Change every "blue" in the data below to "light blue" and repeat the lines with nothing else altered. Leave the pictures out of your answer.

::::::

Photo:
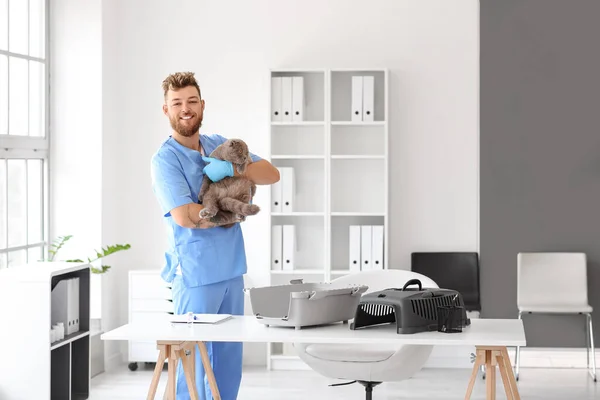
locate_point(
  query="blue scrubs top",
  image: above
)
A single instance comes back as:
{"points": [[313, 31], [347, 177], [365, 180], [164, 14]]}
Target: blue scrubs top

::::::

_Response_.
Photo:
locate_point(
  query="light blue scrubs top",
  image: above
)
A single instance comes back as:
{"points": [[313, 31], [347, 177], [365, 180], [164, 14]]}
Target: light blue scrubs top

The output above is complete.